**Source passage**
--------------------------------
Sunday, August 19, 2007

George MacDonald, Tolkien and Silliness

This afternoon I happened across the movie A Bird on a Wire as I was channel surfing. I was not riveted to the movie, but I did watch much of it. Here is your typical Romantic Comedy/Action Adventure film made to appeal to the usual tastes of both men and women--the perfect date movie. I am afraid I was mostly amused by how absurd the chase scenes were. It seems that the "bad guys" are incapable of hitting a target with their automatic weapons, and when they do, the "good guy" keeps fighting as if he were never hit. In terms that Tolkien would use, the movie ends with a eucatastrophe but lacks the verisimilitude.

I never got the same feeling of absurdity while watching what some would call the ridiculous action scenes in the original Star Wars trilogy or the Indiana Jones movies. The difference is the underlying premise that something or Someone is working behind the scenes ordering things for good. Yes, in movies like A Bird on a Wire we feel the "good guys" should win, but there is no implication of a "higher power" causing things to work out. Tolkien has been criticised1 for his Romanticism or Sentimentality and lack of "seriousness" in passages such as the "Tom Bombadil" appearances in The Fellowship of the Ring. But perhaps an aversion to Romanticism and Silliness is due to the fact that the these critics of Tolkien have a different view of the world than he did.

Actually, Tom Bombadil and his silliness pre-date the writing of The Lord of the Rings (The poetry was written originally to amuse his children.), and Tolkien apparently thought he was the perfect character to demonstrate a certain attitude important to the story.

The story is cast in terms of a good side, and a bad side, beauty against
ruthless ugliness, tyranny against kingship, moderated freedom with consent
against compulsion that has long lost any object save more power, and so on; but
both sides in some degree, conservative or destructive, want a measure of
control. But if you have, as it were taken 'a vow of poverty', renounced
control, and take your delight in things for themselves without reference to
yourself, watching, observing, and to some extent knowing, then the questions of
the rights and wrongs of power and control might become utterly meaningless to
you, and the means of power quite valueless. It is a natural pacifist view,
which always arises in the mind when there is a war. But the view of Rivendell
seems to be that it is an excellent thing to have represented, but that there
are in fact things with which it cannot cope; and upon which its existence
nonetheless depends. Ultimately only the victory of the West will allow Bombadil
to continue, or even to survive. Nothing would be left for him in the world of

Bombadil lives in a "bubble" unaffected by the outside world because he has withdrawn from the world. He is like a separatist religious group not interested in power or influence (or responsibility) outside its own sphere. The description above from one of Tolkien's letters could well apply to the Shire, too. The Shire's bubble would burst before the end of the book, and the Hobbits returning at the end of the book must help in the "Scouring of the Shire"--ridding it of the outlaws and restoring the land to its beauty. It seems to me there is more a ring of truth than sentimentality in it all.
--------------------------------
**Material**

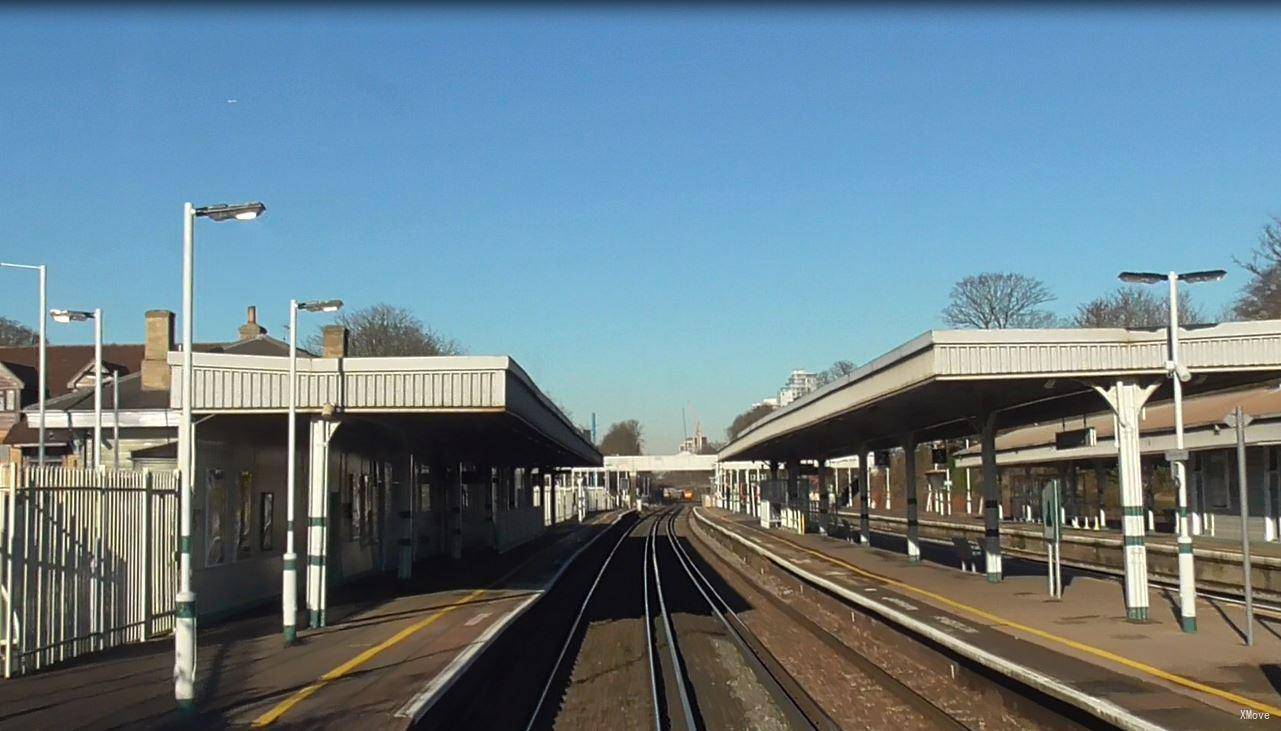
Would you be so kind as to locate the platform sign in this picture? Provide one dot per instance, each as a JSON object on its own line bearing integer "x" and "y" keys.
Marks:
{"x": 1053, "y": 522}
--------------------------------
**Task set**
1. Answer these from the post on Tolkien and silliness:
(a) What movie did the writer come across while channel surfing?
(b) For whom was the Tom Bombadil poetry originally written?
(c) What must the Hobbits help with when they return at the end of the book?
2. Rewrite the part of the post on Tolkien and silliness that begins at the words "I never got" and stops after "than he did.", with "absurdity" replaced by "ridiculousness".
3. Continue the post on Tolkien and silliness from where it stops.
The lines above are separate material and have no connection to the post on Tolkien and silliness.

**Responses by task**
1.
(a) A Bird on a Wire
(b) Tolkien's children, to amuse them
(c) The "Scouring of the Shire," ridding it of the outlaws and restoring the land to its beauty

2.
I never got the same feeling of ridiculousness while watching what some would call the ridiculous action scenes in the original Star Wars trilogy or the Indiana Jones movies. The difference is the underlying premise that something or Someone is working behind the scenes ordering things for good. Yes, in movies like A Bird on a Wire we feel the "good guys" should win, but there is no implication of a "higher power" causing things to work out. Tolkien has been criticised1 for his Romanticism or Sentimentality and lack of "seriousness" in passages such as the "Tom Bombadil" appearances in The Fellowship of the Ring. But perhaps an aversion to Romanticism and Silliness is due to the fact that the these critics of Tolkien have a different view of the world than he did.

3.
Bombaldil's silliness reminds me of the boy Diamond in George MacDonald's At the Back of the North Wind. Much like Bombadil, Diamond is not frightened of anything. He always has a positive outlook on things, and has a view of life that things will always work out. Diamond is partly responsible for saving two other children, Nanny and Jim, from the streets. Nanny and Jim constantly call him a "dear silly." Many think his attitude toward life is because he is not quite right in the head. But the fact is, Diamond only appears silly because he has insights into the world that others do not.

When the narrator of the story "meets" Diamond, he learns that his companions call him silly, and "could not help thinking of the old meaning of the word silly."3 The word in Old English was "sælig" meaning "fortunate" or "prosperous"--soon taking on the idea of "blessed." In Middle English the word took on the meaning of "innocent," and then "deserving of pity" or "helpless." The meaning further developed in modern times until it today indicates someone who is foolish or lacking intelligence.4 Where Nanny and Jim only saw silliness, the narrator, and others, were able to find an intelligence that was blessed to understand the world far beyond the capacity of the average person.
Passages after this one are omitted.